* **Set task 1**:
Which fields does the article on the EU simplification package say the first "Omnibus" packages cover? List every one.
* **Set task 2**:
Carry on writing the article about the EU Commission's simplification package, starting after its last sentence.

* **Text block**:
########

The EU Commission unveiled a package Wednesday to ease red tape for business by streamlining sustainability reporting and due diligence requirements across the European Union.

It is promising simpler regulations, more practical reporting requirements, and improved due diligence procedures for European businesses says the EU executive. This, it says, will simplify EU rules, boost competitiveness, a well as unlocking additional investment capacity as a first step in far-reaching simplification efforts across all sectors of legislation.
“We are defining a path towards a more growth-friendly, more usable and proportionate EU sustainable finance rules,” said Financial Services Commissioner Maria Luís Albuquerque: “By facilitating a more conducive business environment, we can drive growth and EU’s competitiveness, attract investments, and continue to deliver on our Green Deal objectives.”
The Commission’s target is to deliver an unprecedented simplification effort, by achieving at least 25% reduction in administrative burdens, and at least 35% for SMEs until the end of this mandate.
These first ‘Omnibus’ packages, bringing together proposals in a number of related legislative fields, cover a far-reaching simplification in the fields of sustainable finance reporting, sustainability due diligence, EU Taxonomy, carbon border adjustment mechanism, and European investment programmes.
The proposals will reduce complexity of EU requirements for all businesses, notably SMEs and small mid-caps, focus our regulatory framework on the largest companies which are likely to have a bigger impact on the climate and the environment, while still enabling companies to access sustainable finance for their clean transition.

########

Dataset excerpt:
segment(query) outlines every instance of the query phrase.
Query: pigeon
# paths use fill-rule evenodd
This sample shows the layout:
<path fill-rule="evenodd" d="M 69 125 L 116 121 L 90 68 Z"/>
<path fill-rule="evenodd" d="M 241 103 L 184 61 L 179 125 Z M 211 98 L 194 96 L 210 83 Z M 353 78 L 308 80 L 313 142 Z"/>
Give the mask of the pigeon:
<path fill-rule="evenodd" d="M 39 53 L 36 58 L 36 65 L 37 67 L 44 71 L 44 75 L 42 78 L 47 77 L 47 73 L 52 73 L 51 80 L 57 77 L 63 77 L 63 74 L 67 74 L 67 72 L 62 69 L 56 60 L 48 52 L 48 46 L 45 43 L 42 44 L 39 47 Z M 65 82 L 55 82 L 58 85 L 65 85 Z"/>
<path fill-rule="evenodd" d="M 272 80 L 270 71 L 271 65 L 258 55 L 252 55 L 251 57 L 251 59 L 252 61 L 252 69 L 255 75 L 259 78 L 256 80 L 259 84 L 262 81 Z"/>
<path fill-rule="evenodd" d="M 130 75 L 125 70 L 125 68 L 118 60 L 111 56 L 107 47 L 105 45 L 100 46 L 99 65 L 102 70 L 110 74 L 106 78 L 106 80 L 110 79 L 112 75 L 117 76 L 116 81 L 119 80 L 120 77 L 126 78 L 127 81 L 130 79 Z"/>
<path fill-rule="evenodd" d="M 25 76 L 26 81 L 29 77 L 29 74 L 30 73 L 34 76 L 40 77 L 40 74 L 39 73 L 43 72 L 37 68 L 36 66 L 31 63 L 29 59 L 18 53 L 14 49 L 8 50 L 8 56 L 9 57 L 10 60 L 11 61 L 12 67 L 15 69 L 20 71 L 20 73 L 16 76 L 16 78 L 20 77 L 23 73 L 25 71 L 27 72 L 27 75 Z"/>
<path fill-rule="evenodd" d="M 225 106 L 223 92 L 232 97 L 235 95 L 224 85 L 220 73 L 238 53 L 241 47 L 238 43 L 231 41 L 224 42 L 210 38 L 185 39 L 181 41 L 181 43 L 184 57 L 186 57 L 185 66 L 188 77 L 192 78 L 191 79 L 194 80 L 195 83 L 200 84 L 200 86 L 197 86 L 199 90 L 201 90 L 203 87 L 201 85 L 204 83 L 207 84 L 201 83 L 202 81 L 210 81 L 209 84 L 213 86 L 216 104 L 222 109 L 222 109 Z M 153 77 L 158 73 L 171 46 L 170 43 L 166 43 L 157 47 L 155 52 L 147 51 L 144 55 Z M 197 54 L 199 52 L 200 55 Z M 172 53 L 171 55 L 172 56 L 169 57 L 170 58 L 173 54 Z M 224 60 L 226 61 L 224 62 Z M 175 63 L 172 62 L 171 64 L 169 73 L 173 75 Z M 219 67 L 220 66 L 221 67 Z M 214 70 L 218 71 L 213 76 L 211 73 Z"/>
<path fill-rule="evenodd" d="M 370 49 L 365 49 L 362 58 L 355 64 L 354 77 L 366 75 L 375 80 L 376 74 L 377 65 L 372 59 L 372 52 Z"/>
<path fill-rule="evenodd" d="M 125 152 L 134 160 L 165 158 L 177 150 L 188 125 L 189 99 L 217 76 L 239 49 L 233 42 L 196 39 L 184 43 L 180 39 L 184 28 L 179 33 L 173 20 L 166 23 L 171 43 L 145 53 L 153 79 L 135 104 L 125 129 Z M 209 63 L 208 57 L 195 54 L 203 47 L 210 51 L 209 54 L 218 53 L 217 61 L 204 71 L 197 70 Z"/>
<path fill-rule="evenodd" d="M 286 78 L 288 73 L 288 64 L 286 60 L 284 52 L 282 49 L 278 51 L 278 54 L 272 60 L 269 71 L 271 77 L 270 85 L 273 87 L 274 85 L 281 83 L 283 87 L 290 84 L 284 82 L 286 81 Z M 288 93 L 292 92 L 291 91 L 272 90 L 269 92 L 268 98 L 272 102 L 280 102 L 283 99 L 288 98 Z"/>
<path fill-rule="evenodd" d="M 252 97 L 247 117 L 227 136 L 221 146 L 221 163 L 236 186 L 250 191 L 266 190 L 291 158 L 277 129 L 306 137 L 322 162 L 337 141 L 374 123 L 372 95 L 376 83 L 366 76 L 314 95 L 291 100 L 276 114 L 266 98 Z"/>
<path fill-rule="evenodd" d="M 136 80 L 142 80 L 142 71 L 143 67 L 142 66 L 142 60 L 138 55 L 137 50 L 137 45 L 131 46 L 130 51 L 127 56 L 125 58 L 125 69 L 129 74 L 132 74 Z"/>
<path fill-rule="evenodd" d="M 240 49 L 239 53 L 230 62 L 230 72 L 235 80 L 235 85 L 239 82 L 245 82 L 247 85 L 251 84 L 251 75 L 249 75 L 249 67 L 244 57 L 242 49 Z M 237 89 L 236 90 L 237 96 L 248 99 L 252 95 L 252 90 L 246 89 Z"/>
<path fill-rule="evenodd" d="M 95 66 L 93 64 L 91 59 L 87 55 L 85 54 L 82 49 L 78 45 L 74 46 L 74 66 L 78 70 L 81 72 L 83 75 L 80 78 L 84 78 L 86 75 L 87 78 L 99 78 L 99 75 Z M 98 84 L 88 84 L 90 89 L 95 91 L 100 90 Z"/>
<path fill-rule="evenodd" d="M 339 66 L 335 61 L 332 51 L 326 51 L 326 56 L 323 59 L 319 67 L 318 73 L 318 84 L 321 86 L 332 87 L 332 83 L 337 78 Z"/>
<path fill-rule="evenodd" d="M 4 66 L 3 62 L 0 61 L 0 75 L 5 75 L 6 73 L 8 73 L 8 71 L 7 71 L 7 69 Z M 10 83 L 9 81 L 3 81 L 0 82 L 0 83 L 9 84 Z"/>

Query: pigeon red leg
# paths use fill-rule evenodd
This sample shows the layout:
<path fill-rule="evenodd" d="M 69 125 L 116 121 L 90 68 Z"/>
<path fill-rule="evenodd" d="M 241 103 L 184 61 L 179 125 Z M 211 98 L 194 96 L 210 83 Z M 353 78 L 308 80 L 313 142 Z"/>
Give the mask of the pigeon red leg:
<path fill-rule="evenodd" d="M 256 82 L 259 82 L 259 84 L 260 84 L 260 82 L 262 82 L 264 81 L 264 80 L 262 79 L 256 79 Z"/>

########

* **Written reply 1**:
- Sustainable finance reporting
- Sustainability due diligence
- EU Taxonomy
- Carbon border adjustment mechanism
- European investment programmes

* **Written reply 2**:
If adopted and implemented as set out today, the Commission estrimates the proposals to bring total savings in annual administrative costs of around €6.3 billion and to mobilise additional public and private investment capacity of €50 billion to support policy priorities.
The proposal is being seen by small business groups as offering breathing space for businesses in a difficult trading environment.
Environmental group WWF however says the package represents a policy shift away from the EU’s green commitments. “Under the guise of ‘simplification’, the Commission put forward a proposal that will hinder economic and business success. Those who claim to advocate for long-term prosperity cannot, in good conscience, support an approach that strips the EU’s sustainable finance framework of its ambition, thereby taking Europe off its agreed course to become a competitive green economy,” said said Mariana Ferreira, Sustainable Finance Policy Officer at WWF European Policy Office.
Detailed breakdown of key simplifications and their impact – Commission Q&A
Full Commission proposals (Omnibus 1 | Omnibus 2)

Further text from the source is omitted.